Problem requirements: Read the data below line by line and state how many lines hold "above". Nothing else belongs in the answer.

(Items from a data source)
=== Section Start ===

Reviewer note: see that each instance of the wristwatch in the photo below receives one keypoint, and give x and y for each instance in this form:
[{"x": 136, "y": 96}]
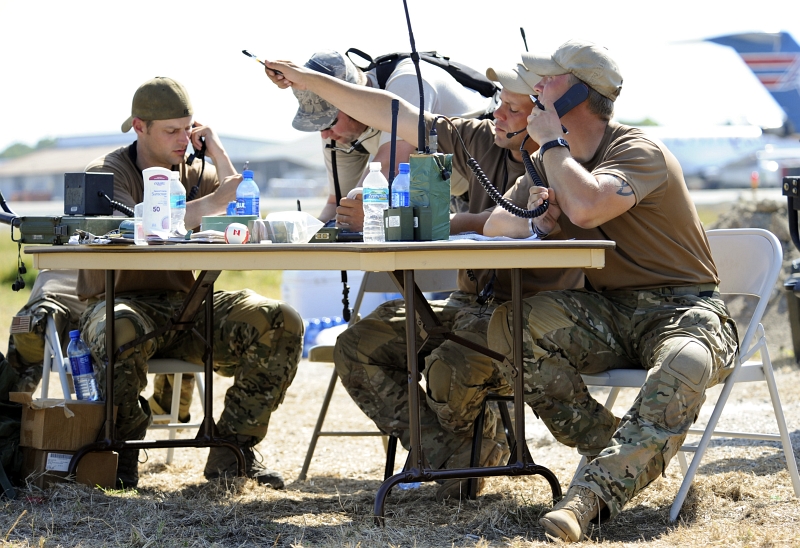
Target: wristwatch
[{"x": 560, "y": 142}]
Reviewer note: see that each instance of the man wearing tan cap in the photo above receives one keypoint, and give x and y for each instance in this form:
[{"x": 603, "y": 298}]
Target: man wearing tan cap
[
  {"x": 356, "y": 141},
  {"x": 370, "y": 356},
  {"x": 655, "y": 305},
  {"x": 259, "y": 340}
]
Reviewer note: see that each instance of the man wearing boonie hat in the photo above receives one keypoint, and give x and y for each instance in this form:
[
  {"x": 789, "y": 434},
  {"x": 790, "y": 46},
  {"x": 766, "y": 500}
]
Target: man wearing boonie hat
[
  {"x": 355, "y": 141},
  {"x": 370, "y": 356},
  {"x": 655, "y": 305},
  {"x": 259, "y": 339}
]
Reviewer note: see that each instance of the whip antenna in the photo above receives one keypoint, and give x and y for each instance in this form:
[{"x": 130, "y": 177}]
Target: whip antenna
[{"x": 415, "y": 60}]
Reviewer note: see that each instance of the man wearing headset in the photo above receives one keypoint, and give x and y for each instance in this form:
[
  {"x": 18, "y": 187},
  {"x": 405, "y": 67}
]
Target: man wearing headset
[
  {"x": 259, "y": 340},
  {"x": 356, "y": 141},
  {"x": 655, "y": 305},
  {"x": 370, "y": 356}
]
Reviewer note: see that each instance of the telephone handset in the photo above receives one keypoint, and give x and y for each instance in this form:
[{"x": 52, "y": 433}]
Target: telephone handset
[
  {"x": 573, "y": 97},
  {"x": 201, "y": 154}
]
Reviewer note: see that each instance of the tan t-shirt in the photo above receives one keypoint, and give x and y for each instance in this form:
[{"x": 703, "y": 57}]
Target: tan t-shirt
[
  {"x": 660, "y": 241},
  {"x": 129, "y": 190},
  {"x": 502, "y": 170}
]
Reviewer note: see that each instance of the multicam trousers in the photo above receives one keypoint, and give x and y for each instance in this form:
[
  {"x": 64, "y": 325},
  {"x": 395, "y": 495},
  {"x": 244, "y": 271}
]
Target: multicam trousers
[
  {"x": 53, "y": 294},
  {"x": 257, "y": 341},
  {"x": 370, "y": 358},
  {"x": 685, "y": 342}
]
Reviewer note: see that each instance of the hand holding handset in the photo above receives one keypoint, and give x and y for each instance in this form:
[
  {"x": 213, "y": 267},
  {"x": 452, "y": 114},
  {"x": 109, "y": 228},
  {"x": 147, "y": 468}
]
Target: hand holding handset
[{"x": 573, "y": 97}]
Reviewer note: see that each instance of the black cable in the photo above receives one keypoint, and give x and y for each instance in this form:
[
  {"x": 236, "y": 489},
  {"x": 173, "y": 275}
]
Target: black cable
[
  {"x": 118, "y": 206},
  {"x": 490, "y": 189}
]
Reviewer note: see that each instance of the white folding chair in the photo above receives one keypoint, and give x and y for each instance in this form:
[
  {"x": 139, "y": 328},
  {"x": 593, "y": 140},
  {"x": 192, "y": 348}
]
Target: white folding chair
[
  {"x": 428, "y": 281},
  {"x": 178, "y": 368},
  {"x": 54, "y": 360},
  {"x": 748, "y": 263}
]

=== Section End ===

Response below: 10